(Objective)
Rewrite every item below with "one point per instance" changed to "a single point for each instance" and nothing else altered, and omit the pictures.

════════════════════

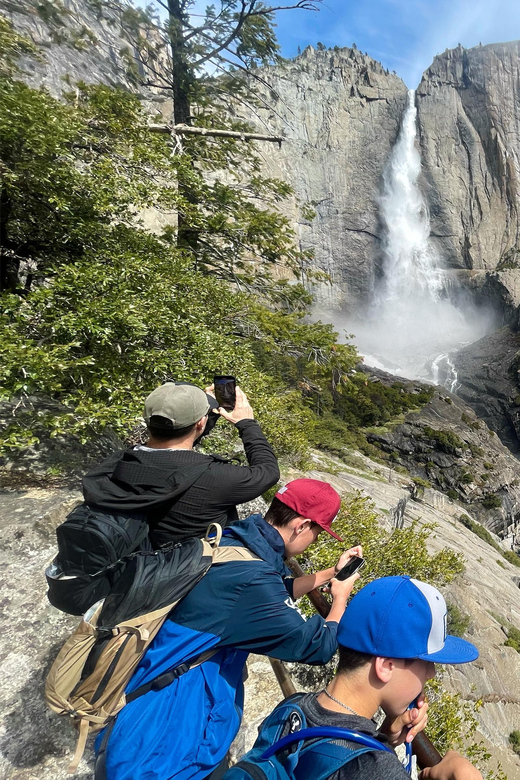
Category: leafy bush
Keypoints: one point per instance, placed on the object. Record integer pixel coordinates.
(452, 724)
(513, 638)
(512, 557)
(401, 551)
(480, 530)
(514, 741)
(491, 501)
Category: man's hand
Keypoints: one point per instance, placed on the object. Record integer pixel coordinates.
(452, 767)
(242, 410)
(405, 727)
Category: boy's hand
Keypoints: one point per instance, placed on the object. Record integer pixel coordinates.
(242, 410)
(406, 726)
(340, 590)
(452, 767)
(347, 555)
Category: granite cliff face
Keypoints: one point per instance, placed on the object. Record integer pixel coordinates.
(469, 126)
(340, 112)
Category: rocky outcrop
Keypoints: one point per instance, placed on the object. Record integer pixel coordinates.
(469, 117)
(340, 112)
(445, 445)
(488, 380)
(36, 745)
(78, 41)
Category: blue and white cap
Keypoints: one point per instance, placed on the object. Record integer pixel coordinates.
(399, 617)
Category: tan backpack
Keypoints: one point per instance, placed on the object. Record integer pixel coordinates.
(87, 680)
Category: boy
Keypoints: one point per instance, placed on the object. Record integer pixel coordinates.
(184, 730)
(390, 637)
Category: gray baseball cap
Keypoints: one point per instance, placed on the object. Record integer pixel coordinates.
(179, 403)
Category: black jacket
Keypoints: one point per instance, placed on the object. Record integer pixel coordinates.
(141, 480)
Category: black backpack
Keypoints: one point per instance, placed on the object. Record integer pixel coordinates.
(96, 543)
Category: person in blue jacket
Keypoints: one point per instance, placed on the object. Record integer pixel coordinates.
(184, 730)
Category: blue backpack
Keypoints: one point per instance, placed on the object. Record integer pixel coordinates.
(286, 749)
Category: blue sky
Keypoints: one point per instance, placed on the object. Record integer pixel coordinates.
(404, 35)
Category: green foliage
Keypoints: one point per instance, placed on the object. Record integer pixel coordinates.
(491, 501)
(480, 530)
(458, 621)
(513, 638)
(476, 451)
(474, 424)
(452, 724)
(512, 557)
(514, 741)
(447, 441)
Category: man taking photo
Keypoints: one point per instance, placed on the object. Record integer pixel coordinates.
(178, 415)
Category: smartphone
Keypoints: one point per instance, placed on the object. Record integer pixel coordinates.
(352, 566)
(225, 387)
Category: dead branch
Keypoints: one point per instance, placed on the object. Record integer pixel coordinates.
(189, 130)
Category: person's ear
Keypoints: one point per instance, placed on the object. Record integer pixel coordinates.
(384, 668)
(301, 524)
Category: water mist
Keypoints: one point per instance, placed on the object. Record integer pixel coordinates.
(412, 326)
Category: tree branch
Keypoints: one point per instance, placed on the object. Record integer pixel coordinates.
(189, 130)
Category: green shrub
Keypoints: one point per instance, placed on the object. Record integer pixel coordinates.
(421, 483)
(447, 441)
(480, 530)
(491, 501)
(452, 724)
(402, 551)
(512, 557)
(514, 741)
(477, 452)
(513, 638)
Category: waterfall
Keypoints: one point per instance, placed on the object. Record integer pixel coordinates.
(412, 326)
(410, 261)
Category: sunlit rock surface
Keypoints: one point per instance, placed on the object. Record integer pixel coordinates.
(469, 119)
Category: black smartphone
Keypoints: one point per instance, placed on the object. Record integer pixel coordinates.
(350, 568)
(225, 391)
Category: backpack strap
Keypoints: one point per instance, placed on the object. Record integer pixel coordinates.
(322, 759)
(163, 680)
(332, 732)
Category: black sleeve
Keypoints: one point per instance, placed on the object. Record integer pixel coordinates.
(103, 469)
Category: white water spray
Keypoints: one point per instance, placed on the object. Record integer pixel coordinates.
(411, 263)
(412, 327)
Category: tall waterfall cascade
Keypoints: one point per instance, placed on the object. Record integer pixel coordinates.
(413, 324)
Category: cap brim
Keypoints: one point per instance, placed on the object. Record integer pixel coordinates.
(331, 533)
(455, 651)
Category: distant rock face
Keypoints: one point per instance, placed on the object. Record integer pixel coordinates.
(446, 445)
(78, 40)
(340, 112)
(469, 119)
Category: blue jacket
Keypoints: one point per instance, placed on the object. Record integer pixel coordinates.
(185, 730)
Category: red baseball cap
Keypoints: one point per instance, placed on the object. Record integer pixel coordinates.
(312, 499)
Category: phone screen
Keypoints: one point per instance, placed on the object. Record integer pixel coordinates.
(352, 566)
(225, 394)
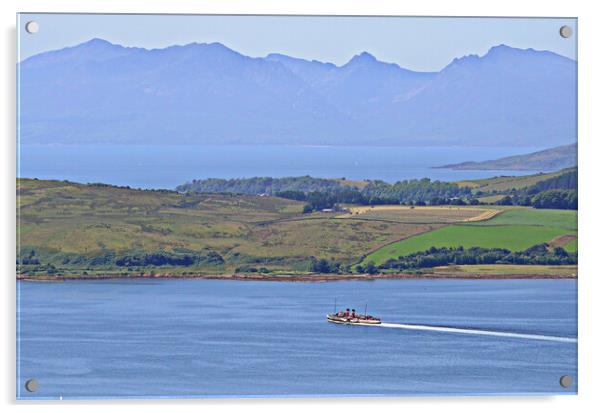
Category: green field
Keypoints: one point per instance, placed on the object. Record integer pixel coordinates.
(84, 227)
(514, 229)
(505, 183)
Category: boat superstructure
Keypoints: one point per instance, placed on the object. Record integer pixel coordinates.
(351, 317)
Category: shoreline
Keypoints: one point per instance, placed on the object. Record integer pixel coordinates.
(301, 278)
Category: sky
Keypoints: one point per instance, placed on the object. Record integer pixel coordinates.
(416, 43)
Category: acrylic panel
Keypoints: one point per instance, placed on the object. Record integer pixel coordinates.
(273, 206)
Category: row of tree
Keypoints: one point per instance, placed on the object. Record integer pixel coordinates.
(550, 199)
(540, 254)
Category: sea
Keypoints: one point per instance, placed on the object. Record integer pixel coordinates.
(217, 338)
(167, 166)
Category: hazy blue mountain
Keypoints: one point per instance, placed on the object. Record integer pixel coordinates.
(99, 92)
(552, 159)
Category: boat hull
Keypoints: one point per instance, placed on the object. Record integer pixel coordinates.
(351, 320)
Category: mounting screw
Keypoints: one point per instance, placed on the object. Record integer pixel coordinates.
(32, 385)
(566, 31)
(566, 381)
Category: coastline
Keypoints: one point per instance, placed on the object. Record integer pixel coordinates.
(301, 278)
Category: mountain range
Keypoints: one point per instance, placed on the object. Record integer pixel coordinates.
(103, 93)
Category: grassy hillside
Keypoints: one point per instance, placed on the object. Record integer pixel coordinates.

════════════════════

(Answer to the exercise)
Category: leafy bush
Keypoints: a single point for each instance, placed on the object. Record integer pixel coordinates.
(452, 724)
(513, 638)
(512, 557)
(401, 551)
(480, 530)
(514, 741)
(491, 501)
Category: man's hand
Keypoints: a single point for each instance, placed on the object. Record integer pixel coordinates.
(452, 767)
(242, 410)
(405, 727)
Category: boy's hand
Keypoints: a single point for each instance, placed on the object. Record integer pixel coordinates.
(242, 410)
(406, 726)
(340, 590)
(452, 767)
(347, 555)
Category: granite cliff face
Keypoints: a single point for each instance, placed on the object. Record integer pixel coordinates.
(469, 126)
(340, 112)
Category: rocky outcrop
Keypoints: a single point for each instance, placed on the object. Record integer pixel coordinates.
(469, 117)
(340, 112)
(445, 445)
(488, 380)
(36, 745)
(78, 41)
Category: blue and white cap
Keypoints: a single point for each instance, placed on the object. Record integer pixel coordinates.
(399, 617)
Category: tan backpack
Keypoints: a single point for each instance, placed on the object. Record integer pixel coordinates.
(87, 680)
Category: boy
Keypoints: a single point for each instance, placed on the object. Record integer pixel coordinates.
(184, 730)
(390, 637)
Category: gray baseball cap
Keypoints: a single point for each instance, placed on the object. Record integer pixel coordinates.
(179, 403)
Category: black jacket
Keypoints: a single point for each instance, placed on the object. Record integer pixel coordinates.
(141, 480)
Category: black backpack
Keypoints: a single point for each instance, placed on the object. Record integer pixel coordinates.
(96, 543)
Category: person in blue jacket
Keypoints: a single point for each instance, placed on the object. Record integer pixel coordinates.
(184, 730)
Category: blue backpack
Keypoints: a single point for each instance, placed on the object. Record integer pixel coordinates.
(286, 749)
Category: blue sky
Keypoints: a single point for each instance, placed on the object. Record integer pixel coordinates.
(404, 35)
Category: green foliage
Keypoints: a single point for each instance, placed on the object. Record integer pixel coordinates.
(491, 501)
(480, 530)
(458, 621)
(513, 638)
(476, 451)
(474, 424)
(452, 724)
(512, 557)
(514, 741)
(447, 441)
Category: man taking photo
Keypoints: a single point for each instance, placed on the object. Record integer pixel coordinates.
(178, 415)
Category: smartphone
Keypoints: a single point for each instance, placed on the object. Record integer pixel coordinates.
(352, 566)
(225, 387)
Category: dead branch
Keypoints: a single point for each instance, placed on the object. Record integer pixel coordinates.
(189, 130)
Category: person's ear
Keypoints: a single point for each instance, placed on the object. Record integer pixel coordinates.
(384, 668)
(301, 524)
Category: water mist
Keypoints: a single point for each instance, placed on the object. Record integer pixel coordinates.
(412, 326)
Category: tree branch
Keypoints: a single point for each instance, placed on the object. Record integer pixel coordinates.
(189, 130)
Category: green shrub
Keypoints: a single point for each instance, placed on the object. Record integer pixel coordinates.
(421, 483)
(447, 441)
(480, 530)
(491, 501)
(452, 724)
(402, 551)
(512, 557)
(514, 741)
(477, 452)
(513, 638)
Category: waterfall
Keypoints: a single point for each instance, placed on the object. Record integer pixel coordinates.
(412, 326)
(410, 261)
Category: sunlit rock surface
Keypoints: a single point for each instance, placed on the object. Record integer pixel coordinates.
(469, 119)
Category: black smartphone
Keypoints: a single point for each instance, placed on the object. Record integer pixel coordinates.
(350, 568)
(225, 391)
Category: backpack strap
Keypoints: a single point for each instance, placed on the object. Record integer pixel coordinates.
(322, 759)
(163, 680)
(332, 732)
Category: black sleeve
Keypoints: a single point for each instance, placed on the object. Record integer pixel coordinates.
(103, 469)
Category: white water spray
Keypoints: a single point for each instance, placed on the object. Record integer pixel coordinates.
(411, 263)
(412, 327)
Category: tall waterfall cascade
Keypoints: a single point for each instance, placed on the object. Record integer pixel coordinates.
(413, 324)
Category: cap brim
Keypoints: a single point for each instance, placed on the object. Record integer pixel coordinates.
(331, 533)
(455, 651)
Category: distant rock face
Keypoints: a single point for each instance, placed on the object. Record integer pixel coordinates.
(446, 445)
(78, 40)
(340, 112)
(469, 119)
Category: blue jacket
Keypoints: a single point for each instance, placed on the object. Record integer pixel coordinates.
(185, 730)
Category: red baseball cap
Keypoints: a single point for each instance, placed on the object. Record integer pixel coordinates.
(312, 499)
Category: phone screen
Keypoints: a single point for each instance, placed on the object. Record integer pixel coordinates.
(352, 566)
(225, 394)
Category: green field
Keypoints: a single point for each instance, placed on the object. Record integer pixel coordinates.
(84, 227)
(514, 229)
(505, 183)
Category: boat superstructure
Keypoints: a single point for each instance, placed on the object. Record integer pixel coordinates.
(351, 317)
Category: shoreline
Keypoints: a single point for each instance, placed on the object. Record integer pixel coordinates.
(301, 278)
Category: sky
Keypoints: a single point for each instance, placed on the object. Record integer pixel coordinates.
(416, 43)
Category: acrylic panel
Keypoints: a single point for each instance, placed on the object. Record integer pixel coordinates.
(273, 206)
Category: row of tree
Keypoints: a single point for each instance, placed on the object. Record integer pixel coordinates.
(550, 199)
(540, 254)
Category: sea
Keypoints: a single point for each instance, placed on the object. Record integer pixel coordinates.
(217, 338)
(167, 166)
Category: hazy blue mountain
Keypoints: a single point for each instance, placed on the object. Record integer pixel coordinates.
(99, 92)
(552, 159)
Category: boat hull
Keypoints: a single point for each instance, placed on the object. Record integer pixel coordinates.
(351, 320)
Category: mounting screw
Keypoints: a single point for each instance, placed on the object. Record integer pixel coordinates.
(32, 385)
(566, 31)
(566, 381)
Category: coastline
Keypoints: a single point for each instance, placed on the object. Record integer pixel coordinates.
(301, 278)
Category: mountain range
Keypoints: a single point for each instance, placed on the object. Record integer pixel coordinates.
(103, 93)
Category: grassy hillside
Keypoints: a single point for each instance, placed on the object. Record integer pixel coordinates.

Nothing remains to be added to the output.